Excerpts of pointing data
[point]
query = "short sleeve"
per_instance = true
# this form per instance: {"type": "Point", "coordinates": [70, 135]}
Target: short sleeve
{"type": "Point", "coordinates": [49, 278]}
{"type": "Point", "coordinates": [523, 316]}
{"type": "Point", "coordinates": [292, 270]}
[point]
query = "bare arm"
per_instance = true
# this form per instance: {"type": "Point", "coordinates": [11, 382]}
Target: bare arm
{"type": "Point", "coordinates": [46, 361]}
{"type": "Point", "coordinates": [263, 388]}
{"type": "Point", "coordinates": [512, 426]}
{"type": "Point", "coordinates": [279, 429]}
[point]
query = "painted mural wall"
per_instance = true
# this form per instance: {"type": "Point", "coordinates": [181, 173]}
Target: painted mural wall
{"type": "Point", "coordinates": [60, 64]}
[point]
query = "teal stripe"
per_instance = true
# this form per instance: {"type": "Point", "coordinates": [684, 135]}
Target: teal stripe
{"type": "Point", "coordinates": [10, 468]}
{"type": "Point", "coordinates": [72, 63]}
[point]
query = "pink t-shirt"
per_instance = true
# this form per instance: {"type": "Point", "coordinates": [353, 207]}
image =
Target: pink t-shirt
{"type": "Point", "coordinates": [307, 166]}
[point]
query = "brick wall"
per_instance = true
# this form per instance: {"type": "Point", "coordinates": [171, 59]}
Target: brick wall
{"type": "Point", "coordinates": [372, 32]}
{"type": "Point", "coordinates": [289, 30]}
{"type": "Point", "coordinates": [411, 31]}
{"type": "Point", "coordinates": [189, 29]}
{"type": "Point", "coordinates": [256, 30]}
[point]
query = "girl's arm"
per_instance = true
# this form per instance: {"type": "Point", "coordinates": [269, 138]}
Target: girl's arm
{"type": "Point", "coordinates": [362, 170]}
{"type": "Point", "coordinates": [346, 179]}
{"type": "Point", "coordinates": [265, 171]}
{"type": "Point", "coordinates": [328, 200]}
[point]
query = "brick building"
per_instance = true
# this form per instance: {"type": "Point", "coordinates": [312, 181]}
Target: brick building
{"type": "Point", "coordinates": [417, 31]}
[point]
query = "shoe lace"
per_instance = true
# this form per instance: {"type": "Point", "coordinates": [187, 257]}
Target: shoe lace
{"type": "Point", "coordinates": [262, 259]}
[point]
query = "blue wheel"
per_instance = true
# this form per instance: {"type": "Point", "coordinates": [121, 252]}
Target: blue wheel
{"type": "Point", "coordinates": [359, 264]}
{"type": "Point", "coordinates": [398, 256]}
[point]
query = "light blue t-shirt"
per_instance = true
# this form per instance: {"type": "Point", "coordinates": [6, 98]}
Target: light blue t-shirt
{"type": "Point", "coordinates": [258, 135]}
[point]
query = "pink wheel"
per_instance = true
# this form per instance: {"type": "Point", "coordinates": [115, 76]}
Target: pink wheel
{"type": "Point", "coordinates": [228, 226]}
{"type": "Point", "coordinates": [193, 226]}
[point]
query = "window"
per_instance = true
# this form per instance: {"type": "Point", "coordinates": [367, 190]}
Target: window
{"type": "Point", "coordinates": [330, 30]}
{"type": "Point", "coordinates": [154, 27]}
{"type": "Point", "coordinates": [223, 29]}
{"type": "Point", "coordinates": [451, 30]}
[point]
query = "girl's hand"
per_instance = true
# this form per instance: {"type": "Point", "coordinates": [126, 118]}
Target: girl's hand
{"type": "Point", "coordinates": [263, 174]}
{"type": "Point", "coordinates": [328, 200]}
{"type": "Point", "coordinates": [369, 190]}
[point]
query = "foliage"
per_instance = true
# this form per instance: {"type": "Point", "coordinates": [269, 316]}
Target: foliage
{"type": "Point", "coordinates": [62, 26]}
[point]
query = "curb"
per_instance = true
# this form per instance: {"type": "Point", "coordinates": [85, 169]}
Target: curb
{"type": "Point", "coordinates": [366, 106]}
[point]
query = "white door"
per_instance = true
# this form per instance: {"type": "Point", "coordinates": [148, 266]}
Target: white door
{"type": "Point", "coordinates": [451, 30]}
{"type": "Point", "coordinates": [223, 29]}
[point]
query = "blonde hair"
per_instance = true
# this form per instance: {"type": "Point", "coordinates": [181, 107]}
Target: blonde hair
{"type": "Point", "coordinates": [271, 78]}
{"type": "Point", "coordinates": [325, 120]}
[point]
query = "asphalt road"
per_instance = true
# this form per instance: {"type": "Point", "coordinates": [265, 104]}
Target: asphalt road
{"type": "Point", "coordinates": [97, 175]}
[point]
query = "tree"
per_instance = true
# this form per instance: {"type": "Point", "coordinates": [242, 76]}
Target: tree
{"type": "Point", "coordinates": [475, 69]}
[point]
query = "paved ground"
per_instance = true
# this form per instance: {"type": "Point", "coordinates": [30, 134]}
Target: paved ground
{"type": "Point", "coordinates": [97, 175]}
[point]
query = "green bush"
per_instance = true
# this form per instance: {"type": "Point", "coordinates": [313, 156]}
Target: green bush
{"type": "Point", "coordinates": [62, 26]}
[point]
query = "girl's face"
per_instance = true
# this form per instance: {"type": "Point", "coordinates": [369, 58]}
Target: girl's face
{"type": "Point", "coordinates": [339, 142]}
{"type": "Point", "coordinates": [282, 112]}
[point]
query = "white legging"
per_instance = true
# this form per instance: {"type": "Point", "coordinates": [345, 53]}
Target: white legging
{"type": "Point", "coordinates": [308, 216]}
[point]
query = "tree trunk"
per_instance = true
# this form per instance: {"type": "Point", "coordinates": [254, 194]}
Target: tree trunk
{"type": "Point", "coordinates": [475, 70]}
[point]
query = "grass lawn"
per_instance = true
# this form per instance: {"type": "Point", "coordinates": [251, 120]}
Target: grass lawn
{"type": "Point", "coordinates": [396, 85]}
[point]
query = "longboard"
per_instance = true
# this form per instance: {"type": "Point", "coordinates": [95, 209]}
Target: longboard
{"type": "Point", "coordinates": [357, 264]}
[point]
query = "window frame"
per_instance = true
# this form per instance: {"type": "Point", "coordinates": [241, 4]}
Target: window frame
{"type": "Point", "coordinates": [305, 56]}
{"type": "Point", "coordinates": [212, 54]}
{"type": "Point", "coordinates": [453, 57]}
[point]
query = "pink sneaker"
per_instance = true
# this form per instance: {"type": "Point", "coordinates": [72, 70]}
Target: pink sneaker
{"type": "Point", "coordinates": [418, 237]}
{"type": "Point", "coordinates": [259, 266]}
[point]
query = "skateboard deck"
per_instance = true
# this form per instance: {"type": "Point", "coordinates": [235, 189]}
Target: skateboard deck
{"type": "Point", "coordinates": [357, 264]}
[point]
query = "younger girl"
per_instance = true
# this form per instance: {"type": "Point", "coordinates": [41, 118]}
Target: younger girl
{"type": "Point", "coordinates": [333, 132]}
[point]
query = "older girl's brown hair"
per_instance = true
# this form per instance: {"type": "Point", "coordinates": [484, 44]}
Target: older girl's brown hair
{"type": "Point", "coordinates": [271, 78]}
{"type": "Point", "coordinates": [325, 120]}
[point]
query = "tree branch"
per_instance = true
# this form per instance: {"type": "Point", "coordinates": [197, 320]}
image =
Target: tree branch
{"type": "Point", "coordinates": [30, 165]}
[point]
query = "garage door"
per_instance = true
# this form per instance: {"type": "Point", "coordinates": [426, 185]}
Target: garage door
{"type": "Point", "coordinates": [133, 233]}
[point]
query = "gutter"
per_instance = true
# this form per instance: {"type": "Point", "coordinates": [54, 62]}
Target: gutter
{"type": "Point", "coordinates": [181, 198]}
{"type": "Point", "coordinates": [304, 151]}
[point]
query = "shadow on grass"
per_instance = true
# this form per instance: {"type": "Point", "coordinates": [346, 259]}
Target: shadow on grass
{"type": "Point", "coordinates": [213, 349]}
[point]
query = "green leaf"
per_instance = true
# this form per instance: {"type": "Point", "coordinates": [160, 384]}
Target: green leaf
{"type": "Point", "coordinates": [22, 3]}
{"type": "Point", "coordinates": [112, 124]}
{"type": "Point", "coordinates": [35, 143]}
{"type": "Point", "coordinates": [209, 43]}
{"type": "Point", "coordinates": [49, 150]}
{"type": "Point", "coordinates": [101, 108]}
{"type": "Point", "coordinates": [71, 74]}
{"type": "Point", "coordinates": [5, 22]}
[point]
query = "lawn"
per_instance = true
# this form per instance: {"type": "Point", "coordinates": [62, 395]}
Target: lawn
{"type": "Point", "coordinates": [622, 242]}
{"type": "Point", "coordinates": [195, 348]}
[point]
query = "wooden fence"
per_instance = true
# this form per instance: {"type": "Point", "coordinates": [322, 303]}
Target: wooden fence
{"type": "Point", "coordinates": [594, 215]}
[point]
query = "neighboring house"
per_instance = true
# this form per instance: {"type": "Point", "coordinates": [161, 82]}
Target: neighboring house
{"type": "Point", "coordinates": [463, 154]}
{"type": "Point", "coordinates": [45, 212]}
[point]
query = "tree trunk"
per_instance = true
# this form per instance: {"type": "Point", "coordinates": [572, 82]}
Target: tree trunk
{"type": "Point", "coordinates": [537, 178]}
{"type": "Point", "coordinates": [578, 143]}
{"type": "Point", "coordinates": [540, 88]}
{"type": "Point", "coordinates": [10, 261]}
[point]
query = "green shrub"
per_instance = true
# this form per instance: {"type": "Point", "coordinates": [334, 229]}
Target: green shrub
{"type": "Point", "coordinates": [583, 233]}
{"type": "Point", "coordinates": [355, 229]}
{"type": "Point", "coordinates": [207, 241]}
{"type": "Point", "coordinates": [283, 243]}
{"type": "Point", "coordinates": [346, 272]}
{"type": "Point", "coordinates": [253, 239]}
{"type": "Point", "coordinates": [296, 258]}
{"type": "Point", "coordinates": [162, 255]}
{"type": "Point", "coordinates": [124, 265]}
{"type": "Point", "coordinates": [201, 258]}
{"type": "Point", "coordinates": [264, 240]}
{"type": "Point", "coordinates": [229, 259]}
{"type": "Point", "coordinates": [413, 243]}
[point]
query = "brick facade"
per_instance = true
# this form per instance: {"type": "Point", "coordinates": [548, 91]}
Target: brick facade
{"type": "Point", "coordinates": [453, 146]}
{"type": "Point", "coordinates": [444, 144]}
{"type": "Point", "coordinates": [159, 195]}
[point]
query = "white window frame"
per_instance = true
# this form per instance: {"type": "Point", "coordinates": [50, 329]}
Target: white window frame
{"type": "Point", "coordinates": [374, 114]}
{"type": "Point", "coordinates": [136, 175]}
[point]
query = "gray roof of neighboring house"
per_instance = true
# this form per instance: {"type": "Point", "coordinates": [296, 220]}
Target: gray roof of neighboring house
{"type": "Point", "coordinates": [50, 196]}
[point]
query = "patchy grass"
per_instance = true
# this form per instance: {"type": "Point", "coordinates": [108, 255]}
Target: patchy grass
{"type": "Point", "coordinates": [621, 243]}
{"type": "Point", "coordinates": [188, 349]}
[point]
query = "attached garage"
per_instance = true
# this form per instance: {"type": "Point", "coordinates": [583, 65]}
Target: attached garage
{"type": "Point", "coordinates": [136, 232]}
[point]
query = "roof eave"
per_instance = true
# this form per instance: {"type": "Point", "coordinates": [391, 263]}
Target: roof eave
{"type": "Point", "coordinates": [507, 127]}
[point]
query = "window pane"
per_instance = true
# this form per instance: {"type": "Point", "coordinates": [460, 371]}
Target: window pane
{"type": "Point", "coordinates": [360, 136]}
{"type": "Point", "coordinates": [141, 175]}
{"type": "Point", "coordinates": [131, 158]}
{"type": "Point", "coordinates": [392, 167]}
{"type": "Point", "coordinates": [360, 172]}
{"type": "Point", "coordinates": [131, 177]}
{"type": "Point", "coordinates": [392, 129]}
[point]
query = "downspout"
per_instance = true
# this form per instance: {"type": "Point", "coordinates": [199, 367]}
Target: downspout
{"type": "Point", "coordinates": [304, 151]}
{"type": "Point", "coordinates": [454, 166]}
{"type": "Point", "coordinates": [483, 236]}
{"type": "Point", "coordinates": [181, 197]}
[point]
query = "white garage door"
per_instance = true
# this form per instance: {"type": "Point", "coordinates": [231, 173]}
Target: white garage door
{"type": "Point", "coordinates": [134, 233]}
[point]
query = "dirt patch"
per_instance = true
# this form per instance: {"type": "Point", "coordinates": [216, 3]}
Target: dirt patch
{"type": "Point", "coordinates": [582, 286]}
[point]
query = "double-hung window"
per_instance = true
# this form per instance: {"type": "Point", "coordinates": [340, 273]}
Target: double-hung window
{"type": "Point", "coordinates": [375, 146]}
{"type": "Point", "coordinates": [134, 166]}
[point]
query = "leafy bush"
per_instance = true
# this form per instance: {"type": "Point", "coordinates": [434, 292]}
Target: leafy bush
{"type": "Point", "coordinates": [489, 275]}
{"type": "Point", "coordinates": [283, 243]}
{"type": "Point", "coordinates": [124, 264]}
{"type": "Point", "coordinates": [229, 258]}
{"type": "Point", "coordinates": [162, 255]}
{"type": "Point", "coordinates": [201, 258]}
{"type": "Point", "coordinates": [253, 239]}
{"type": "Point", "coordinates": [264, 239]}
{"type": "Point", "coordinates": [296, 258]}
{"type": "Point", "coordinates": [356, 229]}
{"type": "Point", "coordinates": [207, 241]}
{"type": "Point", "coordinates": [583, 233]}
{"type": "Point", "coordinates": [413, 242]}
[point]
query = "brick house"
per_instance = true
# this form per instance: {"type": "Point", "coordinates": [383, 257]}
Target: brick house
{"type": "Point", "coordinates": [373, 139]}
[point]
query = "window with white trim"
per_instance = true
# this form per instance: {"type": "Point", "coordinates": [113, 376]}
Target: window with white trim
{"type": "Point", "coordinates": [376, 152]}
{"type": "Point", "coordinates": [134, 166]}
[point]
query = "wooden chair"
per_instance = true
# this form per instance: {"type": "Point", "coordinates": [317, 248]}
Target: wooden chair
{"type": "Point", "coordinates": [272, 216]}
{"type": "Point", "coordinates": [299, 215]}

▸ Work instructions
How many rows above contain the string "gray", with case taken into account? Reply with the number alone.

▸ In response
2